BEGIN Data
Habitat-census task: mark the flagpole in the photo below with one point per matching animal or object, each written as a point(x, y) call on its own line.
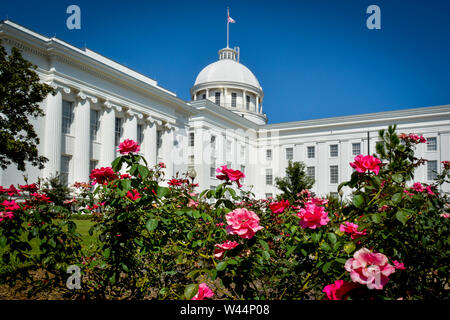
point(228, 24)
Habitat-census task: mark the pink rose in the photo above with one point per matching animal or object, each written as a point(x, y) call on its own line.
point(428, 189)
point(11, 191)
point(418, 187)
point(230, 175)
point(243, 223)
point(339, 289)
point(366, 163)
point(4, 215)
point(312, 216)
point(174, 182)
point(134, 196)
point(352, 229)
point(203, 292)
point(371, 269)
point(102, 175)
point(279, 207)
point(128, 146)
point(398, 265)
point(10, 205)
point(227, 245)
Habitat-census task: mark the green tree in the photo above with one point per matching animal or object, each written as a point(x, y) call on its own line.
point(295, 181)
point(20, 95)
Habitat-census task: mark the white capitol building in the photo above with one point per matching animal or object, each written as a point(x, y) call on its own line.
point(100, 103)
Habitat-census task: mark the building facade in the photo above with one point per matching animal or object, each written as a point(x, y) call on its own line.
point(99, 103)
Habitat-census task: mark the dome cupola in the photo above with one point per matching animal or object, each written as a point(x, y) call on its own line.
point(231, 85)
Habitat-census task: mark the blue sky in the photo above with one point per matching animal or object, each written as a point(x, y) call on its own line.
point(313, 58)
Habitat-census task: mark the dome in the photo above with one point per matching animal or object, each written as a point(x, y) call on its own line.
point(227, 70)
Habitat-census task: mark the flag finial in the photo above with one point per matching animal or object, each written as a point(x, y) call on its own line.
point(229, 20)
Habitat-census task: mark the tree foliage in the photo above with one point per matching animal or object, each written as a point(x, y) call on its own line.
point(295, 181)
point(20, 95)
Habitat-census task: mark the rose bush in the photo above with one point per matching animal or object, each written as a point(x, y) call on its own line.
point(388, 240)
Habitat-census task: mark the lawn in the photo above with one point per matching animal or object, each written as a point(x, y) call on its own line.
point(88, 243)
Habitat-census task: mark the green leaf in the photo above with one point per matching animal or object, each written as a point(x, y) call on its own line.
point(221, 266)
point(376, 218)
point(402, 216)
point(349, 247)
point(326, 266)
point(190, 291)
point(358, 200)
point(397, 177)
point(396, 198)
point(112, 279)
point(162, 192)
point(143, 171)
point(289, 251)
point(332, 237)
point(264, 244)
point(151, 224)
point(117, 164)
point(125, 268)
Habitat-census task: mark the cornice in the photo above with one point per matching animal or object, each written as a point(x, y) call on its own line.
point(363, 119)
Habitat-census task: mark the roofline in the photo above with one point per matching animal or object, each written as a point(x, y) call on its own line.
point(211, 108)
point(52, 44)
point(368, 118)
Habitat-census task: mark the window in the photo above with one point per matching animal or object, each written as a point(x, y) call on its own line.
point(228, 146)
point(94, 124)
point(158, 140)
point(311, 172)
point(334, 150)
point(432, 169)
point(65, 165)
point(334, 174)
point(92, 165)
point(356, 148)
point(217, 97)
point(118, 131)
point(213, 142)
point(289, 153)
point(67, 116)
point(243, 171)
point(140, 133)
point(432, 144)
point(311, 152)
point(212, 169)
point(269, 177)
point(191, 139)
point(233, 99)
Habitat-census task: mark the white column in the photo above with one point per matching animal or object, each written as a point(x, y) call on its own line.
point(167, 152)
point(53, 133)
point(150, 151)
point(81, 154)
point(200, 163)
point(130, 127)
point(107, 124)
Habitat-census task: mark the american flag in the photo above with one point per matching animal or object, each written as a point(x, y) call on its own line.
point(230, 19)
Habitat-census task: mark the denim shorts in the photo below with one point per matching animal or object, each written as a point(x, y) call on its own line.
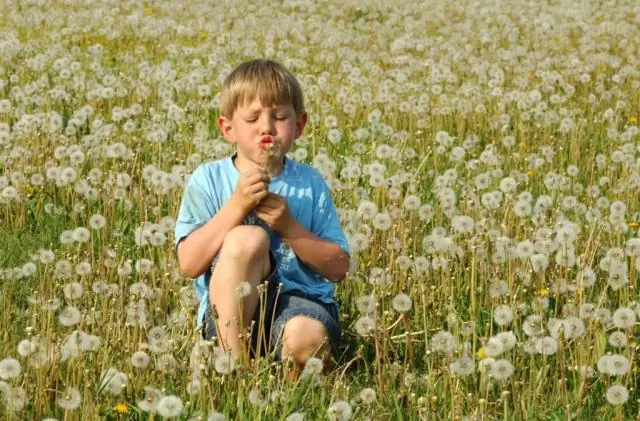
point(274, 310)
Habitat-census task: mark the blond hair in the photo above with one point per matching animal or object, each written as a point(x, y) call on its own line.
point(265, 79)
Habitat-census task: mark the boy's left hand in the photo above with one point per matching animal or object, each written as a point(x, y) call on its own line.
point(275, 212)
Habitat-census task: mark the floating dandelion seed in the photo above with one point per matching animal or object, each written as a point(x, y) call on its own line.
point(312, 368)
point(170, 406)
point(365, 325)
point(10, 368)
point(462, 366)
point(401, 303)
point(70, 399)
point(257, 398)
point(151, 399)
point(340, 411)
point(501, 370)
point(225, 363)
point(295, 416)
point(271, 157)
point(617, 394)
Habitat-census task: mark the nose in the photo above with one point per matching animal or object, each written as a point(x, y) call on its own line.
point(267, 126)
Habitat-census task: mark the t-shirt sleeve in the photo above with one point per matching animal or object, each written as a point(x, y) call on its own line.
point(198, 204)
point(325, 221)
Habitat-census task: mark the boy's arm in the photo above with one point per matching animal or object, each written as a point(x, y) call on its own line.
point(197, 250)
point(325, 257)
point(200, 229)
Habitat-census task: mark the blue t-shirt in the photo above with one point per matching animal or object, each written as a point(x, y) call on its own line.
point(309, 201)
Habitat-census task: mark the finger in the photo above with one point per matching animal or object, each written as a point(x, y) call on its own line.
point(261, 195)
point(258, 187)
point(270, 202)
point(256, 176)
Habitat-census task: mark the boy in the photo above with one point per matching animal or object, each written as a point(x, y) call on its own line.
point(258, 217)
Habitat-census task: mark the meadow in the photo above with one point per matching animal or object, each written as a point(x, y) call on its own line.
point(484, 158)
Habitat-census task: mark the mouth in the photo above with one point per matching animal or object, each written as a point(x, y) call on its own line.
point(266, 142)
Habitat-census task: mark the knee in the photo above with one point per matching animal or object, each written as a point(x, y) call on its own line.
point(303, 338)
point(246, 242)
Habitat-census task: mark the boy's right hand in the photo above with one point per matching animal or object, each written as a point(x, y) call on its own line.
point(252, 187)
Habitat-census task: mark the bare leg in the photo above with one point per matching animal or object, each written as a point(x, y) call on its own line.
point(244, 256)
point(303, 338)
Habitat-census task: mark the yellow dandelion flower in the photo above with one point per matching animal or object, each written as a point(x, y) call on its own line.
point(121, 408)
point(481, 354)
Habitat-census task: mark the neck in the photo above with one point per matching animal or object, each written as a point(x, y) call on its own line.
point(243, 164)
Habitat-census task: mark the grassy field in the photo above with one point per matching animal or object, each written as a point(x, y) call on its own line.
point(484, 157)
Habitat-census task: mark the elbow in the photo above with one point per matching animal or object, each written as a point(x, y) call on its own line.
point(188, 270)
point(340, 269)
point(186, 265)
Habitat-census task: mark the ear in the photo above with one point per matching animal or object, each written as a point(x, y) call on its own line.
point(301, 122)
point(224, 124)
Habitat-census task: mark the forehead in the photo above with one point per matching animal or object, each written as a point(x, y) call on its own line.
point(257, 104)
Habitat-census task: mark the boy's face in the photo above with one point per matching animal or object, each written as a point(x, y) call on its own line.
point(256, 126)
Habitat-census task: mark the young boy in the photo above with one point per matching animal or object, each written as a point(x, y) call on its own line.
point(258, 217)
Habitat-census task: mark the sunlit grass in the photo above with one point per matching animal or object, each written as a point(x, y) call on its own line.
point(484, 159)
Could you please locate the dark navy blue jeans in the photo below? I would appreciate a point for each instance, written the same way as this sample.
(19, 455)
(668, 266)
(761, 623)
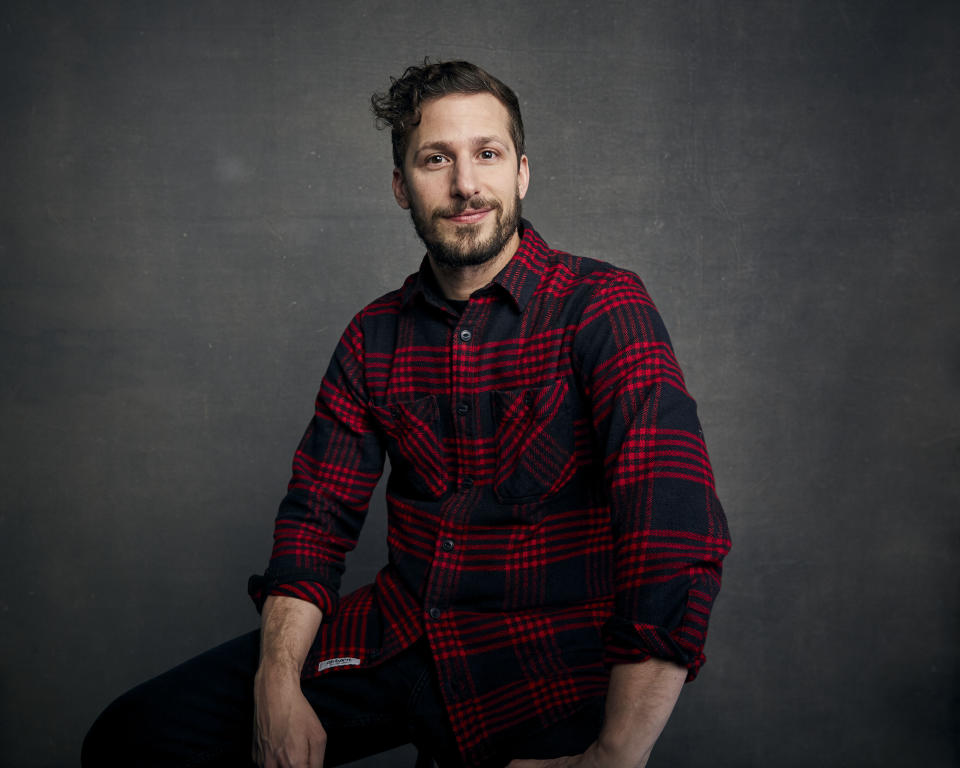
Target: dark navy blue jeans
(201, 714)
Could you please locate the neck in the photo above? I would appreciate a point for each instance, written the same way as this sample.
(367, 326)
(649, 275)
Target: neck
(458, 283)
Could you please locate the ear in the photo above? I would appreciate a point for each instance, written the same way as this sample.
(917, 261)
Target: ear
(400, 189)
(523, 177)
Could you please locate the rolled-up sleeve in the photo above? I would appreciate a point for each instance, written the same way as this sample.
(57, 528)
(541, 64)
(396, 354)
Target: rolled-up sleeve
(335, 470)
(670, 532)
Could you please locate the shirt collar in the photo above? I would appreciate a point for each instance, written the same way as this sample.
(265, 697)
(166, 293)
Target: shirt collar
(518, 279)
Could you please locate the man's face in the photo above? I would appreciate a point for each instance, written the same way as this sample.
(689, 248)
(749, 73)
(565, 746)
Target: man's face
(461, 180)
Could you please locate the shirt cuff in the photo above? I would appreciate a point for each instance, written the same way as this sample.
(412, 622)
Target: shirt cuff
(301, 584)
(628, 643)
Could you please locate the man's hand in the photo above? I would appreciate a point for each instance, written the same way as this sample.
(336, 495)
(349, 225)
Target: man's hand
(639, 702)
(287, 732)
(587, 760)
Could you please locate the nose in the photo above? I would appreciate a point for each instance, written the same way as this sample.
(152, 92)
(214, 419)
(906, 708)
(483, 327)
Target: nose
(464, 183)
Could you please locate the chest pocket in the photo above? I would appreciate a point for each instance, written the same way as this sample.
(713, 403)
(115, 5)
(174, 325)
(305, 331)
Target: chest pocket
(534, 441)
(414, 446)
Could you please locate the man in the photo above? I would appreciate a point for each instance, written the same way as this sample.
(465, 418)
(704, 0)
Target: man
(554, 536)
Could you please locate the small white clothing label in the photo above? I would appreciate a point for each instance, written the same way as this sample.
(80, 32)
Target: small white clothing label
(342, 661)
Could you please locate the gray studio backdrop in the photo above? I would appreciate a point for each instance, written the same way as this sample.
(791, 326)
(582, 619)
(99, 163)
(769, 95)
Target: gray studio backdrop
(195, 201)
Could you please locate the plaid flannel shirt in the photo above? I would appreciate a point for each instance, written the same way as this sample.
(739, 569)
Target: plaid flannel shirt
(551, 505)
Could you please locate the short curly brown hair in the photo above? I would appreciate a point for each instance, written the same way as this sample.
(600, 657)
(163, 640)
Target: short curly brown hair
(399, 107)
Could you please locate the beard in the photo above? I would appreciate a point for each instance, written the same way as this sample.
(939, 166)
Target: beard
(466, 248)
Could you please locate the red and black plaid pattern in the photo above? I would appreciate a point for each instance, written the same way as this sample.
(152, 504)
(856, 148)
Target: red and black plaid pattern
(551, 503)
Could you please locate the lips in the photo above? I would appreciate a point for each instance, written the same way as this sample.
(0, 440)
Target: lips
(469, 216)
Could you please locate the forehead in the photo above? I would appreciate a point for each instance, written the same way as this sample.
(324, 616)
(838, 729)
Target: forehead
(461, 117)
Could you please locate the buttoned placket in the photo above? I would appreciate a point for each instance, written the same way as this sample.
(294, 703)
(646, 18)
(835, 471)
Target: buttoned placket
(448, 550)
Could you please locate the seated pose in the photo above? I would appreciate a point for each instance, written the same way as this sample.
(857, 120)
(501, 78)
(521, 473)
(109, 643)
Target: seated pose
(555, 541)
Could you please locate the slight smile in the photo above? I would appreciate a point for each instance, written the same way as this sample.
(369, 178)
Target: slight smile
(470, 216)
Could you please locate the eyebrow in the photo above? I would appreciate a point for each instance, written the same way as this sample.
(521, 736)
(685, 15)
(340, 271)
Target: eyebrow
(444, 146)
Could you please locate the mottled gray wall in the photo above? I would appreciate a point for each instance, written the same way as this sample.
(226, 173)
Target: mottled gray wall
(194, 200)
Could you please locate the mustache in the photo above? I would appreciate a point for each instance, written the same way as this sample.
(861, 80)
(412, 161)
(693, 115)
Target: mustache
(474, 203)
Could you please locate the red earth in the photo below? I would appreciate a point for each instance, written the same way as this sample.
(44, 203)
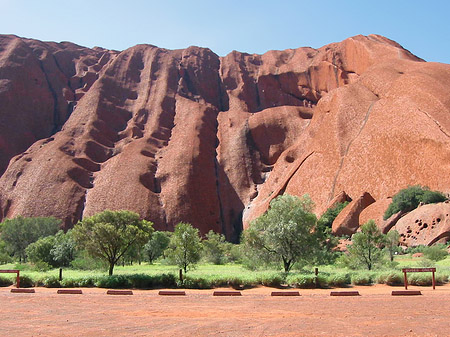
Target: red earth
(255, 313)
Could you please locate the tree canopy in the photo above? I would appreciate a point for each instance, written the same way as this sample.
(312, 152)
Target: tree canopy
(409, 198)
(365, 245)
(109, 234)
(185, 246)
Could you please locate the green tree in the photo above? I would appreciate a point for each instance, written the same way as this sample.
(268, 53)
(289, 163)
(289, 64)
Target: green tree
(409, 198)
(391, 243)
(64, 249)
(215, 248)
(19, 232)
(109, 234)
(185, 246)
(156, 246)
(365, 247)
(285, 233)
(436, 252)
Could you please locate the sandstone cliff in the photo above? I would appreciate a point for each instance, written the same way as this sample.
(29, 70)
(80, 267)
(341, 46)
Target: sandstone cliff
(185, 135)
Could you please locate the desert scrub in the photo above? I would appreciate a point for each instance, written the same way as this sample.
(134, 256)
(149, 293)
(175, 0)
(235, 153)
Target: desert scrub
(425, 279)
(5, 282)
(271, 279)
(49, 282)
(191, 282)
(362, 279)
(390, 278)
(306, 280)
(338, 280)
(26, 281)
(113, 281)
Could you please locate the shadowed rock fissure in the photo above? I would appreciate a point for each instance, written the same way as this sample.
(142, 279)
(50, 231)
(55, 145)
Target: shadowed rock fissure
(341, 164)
END Data
__Exercise prompt__: Retype the records above, but only those lines that fall between the line containing "Could you please locate the neck" and the line containing "Could you please locate the small", with both of those lines included, exactly as written.

__Exercise answer__:
Could you please locate the neck in the photo above? I would appreciate a point for each instance, written the same way as this sample.
(367, 326)
(649, 275)
Target: neck
(458, 283)
Could you please locate the ear in the photo above? I would appreciate a point for each instance, written the same way as this sample.
(917, 261)
Target: ear
(400, 189)
(523, 177)
Could you please locate the rolled-up sleeve in the photo above? I would appreciate a point for each instance, written the same way as this sample.
(57, 528)
(541, 64)
(396, 354)
Target: rolled-up sleeve
(335, 470)
(670, 532)
Could you please locate the shirt collar in the photo above? I would appreciate a point for each instance, written the same way as this sample.
(265, 697)
(166, 293)
Target: shirt collar
(518, 279)
Could you please locate the man's face in the photo above? I would appreciate a point for each instance, written the same way as this sample.
(689, 248)
(749, 73)
(565, 746)
Target: man's face
(461, 180)
Could you please locate the shirt cuff in the photo above? I would appreciate a point for each instance, written the same way as this sample.
(412, 622)
Target: shirt cuff
(301, 584)
(628, 643)
Could you please locate the man's hand in the photo above? I would appreciate a point for each instance, written the same way as this sample.
(336, 495)
(349, 225)
Target: man's hand
(639, 702)
(287, 732)
(587, 760)
Could you please locate the nose in the photo above? I would appreciate a point for each instance, written the same way as this sample.
(152, 92)
(214, 419)
(906, 708)
(483, 327)
Target: nose
(464, 183)
Could you please locate the chest pocket in the photo above? I would appreciate a point for each instance, written the same way as this sample.
(713, 403)
(115, 5)
(174, 325)
(305, 331)
Target: chest pocket
(534, 441)
(414, 446)
Could you please locate the man in the photo above? I would appreciate a point for each instance, written the same way as this sample.
(465, 418)
(704, 0)
Target: man
(554, 536)
Could you please locate the small white clothing label in the photo above? I would appreciate a point for each instance, written the same way as this sample.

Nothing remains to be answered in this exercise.